Exercise details: Write out all the data again, exactly as it stands.

(Stored data)
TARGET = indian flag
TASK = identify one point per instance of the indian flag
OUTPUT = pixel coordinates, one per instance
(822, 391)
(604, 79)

Response for this exercise:
TARGET = indian flag
TASK = identify one point per instance of the indian flag
OUTPUT = pixel coordinates, one per instance
(822, 391)
(604, 79)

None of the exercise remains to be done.